AIM OF THE TASK: Pick out every line in the rows below that contains the word "open" and copy each of those lines.

******************************

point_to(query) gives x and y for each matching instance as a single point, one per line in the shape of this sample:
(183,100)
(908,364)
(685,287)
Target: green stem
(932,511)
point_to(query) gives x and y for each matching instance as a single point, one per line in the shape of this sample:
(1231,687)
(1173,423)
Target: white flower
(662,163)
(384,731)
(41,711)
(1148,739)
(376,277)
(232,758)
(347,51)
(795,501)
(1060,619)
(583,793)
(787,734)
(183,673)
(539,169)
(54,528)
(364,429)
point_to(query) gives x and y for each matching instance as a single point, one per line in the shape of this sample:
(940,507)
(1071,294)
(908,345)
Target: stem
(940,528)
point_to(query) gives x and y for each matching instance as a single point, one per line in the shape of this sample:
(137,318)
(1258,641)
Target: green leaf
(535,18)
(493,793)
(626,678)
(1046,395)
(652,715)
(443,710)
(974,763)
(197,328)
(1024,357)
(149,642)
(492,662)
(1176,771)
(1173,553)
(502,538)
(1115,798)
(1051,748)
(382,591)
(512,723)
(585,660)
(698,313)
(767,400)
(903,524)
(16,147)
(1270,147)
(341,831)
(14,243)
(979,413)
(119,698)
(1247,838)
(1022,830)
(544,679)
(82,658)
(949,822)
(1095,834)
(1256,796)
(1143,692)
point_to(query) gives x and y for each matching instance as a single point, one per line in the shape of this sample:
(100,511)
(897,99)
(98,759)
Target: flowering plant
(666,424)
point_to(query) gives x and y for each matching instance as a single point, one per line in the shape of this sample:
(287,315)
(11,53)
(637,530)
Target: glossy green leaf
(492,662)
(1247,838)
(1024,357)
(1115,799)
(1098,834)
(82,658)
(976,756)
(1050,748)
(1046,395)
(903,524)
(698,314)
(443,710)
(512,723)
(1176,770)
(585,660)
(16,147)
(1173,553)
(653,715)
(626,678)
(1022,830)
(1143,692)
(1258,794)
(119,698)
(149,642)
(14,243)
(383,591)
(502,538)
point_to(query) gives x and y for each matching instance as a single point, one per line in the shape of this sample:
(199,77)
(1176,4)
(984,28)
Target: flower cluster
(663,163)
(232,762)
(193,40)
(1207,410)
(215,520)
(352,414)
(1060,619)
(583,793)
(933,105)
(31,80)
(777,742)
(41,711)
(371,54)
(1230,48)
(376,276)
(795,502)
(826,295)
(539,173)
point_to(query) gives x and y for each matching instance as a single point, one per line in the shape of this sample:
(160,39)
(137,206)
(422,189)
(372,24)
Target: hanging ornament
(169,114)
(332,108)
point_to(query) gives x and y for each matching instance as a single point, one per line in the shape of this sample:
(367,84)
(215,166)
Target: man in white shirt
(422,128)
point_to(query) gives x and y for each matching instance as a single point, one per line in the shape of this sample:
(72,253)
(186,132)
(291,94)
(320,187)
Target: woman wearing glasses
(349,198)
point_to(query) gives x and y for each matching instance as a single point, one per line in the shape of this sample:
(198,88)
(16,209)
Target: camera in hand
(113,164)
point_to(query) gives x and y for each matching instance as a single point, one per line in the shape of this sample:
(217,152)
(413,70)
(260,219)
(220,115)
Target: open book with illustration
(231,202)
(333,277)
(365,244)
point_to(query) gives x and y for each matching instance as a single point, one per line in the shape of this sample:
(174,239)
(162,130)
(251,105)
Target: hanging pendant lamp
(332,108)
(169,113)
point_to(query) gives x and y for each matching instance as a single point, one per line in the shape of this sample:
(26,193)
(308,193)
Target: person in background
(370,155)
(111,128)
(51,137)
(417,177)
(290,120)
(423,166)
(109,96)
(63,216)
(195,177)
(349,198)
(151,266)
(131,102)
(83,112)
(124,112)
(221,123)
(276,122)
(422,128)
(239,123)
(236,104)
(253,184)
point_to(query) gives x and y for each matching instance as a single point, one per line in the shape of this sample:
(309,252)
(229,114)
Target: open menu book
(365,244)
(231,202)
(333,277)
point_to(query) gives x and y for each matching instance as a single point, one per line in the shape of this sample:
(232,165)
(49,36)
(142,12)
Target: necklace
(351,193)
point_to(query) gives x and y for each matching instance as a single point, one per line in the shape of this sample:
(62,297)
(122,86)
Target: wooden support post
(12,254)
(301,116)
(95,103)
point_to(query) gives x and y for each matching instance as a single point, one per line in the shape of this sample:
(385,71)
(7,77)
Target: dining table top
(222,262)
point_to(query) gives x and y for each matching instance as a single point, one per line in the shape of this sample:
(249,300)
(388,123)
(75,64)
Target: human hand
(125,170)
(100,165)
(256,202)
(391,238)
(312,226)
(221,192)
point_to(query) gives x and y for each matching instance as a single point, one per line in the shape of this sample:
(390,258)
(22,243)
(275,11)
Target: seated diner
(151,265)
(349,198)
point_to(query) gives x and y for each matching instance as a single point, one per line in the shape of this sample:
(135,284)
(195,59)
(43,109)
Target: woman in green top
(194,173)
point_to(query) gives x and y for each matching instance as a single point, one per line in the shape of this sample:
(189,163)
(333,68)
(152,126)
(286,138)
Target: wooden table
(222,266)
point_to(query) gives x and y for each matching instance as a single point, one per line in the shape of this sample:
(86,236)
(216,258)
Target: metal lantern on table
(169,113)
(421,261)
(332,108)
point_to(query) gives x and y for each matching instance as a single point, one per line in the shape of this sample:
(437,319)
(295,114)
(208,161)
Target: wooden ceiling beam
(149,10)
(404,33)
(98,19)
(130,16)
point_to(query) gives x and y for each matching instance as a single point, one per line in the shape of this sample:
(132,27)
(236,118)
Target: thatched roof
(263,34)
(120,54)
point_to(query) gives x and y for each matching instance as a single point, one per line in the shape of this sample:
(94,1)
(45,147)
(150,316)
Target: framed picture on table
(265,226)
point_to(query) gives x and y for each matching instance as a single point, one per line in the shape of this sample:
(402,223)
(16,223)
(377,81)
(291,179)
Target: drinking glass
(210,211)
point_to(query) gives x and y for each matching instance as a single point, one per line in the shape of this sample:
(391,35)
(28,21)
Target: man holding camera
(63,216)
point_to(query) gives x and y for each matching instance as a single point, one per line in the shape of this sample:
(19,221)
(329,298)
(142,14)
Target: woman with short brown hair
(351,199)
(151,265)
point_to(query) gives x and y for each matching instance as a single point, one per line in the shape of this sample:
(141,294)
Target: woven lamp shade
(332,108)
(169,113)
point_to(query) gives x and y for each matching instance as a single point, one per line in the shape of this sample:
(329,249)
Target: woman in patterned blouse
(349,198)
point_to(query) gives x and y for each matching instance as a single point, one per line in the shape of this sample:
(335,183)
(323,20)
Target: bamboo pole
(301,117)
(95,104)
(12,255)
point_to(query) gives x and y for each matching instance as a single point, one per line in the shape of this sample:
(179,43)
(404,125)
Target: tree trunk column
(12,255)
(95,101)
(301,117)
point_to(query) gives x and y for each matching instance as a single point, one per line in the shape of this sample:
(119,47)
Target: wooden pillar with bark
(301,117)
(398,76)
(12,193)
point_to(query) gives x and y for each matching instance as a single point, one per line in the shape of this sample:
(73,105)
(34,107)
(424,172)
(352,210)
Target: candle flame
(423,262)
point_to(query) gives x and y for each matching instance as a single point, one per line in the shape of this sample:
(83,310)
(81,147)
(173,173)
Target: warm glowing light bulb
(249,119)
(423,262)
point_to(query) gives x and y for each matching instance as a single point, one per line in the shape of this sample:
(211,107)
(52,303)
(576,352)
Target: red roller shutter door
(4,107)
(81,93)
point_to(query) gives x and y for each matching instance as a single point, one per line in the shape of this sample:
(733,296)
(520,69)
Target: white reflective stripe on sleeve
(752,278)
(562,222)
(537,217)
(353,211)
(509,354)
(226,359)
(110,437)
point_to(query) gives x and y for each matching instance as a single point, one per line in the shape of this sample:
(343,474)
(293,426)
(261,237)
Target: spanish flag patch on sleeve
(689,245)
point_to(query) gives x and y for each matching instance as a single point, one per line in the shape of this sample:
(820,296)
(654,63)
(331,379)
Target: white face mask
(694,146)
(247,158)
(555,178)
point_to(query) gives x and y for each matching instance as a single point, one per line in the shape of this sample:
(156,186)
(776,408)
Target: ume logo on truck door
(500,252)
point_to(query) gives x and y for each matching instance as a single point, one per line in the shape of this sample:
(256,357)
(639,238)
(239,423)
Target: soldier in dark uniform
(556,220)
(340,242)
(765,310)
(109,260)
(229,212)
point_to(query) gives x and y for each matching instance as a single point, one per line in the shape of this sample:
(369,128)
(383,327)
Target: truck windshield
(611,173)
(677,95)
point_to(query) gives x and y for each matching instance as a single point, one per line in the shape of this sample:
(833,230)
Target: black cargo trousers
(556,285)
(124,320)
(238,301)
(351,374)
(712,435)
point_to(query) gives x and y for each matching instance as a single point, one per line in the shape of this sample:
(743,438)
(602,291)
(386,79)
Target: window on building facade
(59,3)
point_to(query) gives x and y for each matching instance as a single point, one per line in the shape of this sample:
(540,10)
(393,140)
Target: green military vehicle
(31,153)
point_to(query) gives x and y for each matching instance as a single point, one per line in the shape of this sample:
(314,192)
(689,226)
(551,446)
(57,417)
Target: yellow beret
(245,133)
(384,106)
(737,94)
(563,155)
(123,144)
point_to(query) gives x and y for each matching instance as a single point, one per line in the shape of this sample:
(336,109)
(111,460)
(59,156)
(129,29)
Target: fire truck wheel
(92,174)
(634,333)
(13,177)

******************************

RESPONSE TO THE EXERCISE:
Target: open book with illustration
Target: open menu book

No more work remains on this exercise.